• _EXCERPT_
-=-=-=-=-
• Company challenges decision by two trusts to abandon procurement
  • Ryhurst wants £2m in compensation
  • Estates partnership procurement stopped after Grenfell Tower fire

Two NHS trusts have been taken to court after pulling out of a multimillion pound estates partnership over concerns about an estates management company’s links to a Grenfell Tower contractor.

Ryhurst has submitted a claim for £2m from Countess of Chester Hospital Foundation Trust and Wirral University Teaching Hospitals FT after the trusts abandoned a procurement for a strategic estates partner.

As revealed by HSJ in December, the trusts scrapped the procurement due to “uncertainty and risks” in the wake of the Grenfell Tower fire.

Seventy-one people died and at least 70 more were injured in the fire at the tower last June.

Ryhurst is a subsidiary of the Rydon Group, which was the lead contractor overseeing the refurbishment of the tower between 2014 and 2016.

Shortly before the fire happened, Ryhurst was named as the preferred bidder to become the trusts’ strategic estates partner.

Under the partnership, capital projects between the value of £40m and £120m would be developed across the two trusts.

But at a hearing in the Technology and Construction Court on Friday, Sarah Hannaford, representing Ryhurst, said the company was told the trusts did not wish to contract with them because of the “link to Grenfell and the public criticism that might then arise”.

Ms Hannaford said Ryhurst believes this was an unlawful decision and said the trusts had breached the Public Contracts Regulations 2015.
-=-=-=-=-
• _GIVEN INFORMATION_
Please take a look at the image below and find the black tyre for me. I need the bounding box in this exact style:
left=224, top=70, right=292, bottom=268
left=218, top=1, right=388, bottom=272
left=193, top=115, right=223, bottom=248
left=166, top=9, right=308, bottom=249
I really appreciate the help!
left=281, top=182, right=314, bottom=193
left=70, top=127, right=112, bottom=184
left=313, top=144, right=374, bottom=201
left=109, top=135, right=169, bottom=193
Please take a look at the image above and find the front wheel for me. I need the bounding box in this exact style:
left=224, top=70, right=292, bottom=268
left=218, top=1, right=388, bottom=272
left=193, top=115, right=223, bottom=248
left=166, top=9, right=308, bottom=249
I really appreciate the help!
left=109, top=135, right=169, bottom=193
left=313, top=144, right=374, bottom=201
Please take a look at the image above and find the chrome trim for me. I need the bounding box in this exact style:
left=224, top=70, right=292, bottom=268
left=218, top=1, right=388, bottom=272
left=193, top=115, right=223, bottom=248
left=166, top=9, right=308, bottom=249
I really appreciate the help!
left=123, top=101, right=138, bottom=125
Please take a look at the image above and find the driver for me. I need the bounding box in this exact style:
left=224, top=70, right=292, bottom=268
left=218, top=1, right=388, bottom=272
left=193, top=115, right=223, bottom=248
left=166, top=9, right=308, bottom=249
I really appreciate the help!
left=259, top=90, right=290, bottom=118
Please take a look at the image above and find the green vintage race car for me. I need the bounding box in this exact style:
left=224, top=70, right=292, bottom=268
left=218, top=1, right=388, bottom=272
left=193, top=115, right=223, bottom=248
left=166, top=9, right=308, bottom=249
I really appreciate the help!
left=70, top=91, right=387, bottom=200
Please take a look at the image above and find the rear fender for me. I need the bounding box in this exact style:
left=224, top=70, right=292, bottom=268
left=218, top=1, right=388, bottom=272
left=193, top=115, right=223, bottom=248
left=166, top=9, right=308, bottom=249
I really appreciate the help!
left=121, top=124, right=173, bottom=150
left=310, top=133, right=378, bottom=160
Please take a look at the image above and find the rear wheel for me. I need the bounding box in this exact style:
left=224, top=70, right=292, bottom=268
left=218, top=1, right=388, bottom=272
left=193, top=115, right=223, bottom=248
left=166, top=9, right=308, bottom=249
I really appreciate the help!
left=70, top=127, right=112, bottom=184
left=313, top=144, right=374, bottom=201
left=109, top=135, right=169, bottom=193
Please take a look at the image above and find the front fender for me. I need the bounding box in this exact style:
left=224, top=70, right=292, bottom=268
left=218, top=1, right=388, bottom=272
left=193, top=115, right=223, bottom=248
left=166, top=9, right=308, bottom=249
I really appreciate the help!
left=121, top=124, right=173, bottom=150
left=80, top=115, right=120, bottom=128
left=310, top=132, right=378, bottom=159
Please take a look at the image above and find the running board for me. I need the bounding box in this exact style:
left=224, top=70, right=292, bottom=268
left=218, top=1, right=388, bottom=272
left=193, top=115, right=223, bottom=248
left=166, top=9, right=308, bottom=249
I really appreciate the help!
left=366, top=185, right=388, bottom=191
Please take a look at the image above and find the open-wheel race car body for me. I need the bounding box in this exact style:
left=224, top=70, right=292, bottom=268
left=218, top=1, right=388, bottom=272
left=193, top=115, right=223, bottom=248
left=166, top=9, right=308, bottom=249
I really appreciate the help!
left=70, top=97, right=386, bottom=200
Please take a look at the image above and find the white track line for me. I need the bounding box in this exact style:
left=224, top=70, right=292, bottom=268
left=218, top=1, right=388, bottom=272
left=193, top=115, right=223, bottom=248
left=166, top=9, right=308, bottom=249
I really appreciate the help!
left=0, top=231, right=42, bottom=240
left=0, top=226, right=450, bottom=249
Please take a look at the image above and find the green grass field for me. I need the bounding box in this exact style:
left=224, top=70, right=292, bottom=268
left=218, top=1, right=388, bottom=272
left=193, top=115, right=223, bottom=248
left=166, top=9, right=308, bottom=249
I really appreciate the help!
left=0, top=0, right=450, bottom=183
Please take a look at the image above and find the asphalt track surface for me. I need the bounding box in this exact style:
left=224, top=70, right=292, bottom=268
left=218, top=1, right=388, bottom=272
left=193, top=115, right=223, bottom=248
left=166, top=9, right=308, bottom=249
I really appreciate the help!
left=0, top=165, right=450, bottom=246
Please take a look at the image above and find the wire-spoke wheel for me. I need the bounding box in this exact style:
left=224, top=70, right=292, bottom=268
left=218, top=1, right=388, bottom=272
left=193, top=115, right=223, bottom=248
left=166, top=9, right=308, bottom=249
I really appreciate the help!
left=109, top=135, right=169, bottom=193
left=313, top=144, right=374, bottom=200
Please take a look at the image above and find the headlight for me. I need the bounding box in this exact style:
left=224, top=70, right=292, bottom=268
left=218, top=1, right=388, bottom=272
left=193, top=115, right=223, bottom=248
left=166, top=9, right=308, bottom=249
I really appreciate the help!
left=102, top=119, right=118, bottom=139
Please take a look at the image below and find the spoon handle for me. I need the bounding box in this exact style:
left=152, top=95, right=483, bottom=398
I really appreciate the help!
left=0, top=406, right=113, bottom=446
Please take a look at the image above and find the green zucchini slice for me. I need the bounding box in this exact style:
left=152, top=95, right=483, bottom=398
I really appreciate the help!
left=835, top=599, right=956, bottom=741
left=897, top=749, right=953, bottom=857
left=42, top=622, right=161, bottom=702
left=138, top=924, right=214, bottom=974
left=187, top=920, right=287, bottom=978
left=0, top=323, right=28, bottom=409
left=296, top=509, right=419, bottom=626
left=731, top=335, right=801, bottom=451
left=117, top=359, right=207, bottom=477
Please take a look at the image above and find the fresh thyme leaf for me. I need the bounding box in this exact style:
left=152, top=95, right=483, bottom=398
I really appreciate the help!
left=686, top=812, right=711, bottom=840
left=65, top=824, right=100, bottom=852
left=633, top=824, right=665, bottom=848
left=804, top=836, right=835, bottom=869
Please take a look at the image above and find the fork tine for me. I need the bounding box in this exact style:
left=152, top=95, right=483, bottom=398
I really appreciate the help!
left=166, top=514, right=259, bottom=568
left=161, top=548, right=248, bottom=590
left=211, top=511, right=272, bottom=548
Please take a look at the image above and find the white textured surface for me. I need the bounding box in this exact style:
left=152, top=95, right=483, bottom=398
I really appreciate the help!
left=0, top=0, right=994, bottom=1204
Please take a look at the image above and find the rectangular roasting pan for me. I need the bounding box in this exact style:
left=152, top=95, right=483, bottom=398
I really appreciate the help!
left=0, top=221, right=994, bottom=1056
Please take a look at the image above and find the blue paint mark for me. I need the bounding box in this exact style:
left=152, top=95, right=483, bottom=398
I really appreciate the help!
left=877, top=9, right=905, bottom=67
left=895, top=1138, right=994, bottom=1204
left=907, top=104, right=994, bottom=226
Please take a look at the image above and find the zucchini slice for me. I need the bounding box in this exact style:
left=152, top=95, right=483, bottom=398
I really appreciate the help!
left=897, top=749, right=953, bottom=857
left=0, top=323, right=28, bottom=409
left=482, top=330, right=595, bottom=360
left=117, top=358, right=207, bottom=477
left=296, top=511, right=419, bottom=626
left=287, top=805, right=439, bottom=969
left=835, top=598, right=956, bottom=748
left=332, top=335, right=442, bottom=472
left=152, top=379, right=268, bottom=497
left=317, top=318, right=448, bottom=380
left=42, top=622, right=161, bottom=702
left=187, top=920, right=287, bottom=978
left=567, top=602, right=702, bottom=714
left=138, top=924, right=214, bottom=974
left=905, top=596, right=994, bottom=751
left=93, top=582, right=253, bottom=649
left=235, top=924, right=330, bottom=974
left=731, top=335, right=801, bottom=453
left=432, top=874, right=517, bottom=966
-=-=-=-=-
• _QUESTIONS ON THE MATERIAL_
**a.** In the Ryhurst article, which court held Friday's hearing?
**b.** Do these statements agree with the Ryhurst article? Answer yes or no for each, quoting the words of the article that decide it.
(i) Ryhurst belongs to the Rydon Group.
(ii) Ryhurst became the preferred bidder after the Grenfell Tower fire.
(iii) The partnership's capital projects would be worth up to £200m.
**c.** Go on with the Ryhurst article, starting after its final sentence.

• _ANSWERS TO THE TASKS_
**a.** The Technology and Construction Court.

**b.**
(i) Yes: "Ryhurst is a subsidiary of the Rydon Group"
(ii) No: "Shortly before the fire happened, Ryhurst was named as the preferred bidder"
(iii) No: "capital projects between the value of £40m and £120m would be developed across the two trusts"

**c.**
Unless the parties agree a settlement, the case will go to full trial.

The Wirral trust, which has been mired in governance problems in recent months, reported a £20m deficit in 2017-18 and is forecasting a £7m deficit in 2018-19.

March board papers from Countess of Chester show the trust forecasting a £3.1m deficit for 2017-18.

Neither trust would comment while the case is active.

Stephen Collinson, managing director of Ryhurst, told HSJ: “We felt that the contract was awarded to us as a successful company operating in the strategic estates market and the actions of the trusts fell short of the standards we would expect in a procurement of this type.”

Ryhurst already works with several NHS trusts, including Whittington Health Trust, Lancashire Care FT, Isle of Wight Trust, and Cheshire and Wirral Partnership FT.

Several NHS trusts are turning to strategic estates partnerships with a private sector company in a bid to unlock capital funds for projects or deliver efficiency programmes.

The partnerships are established as joint ventures between NHS organisations and the private firm.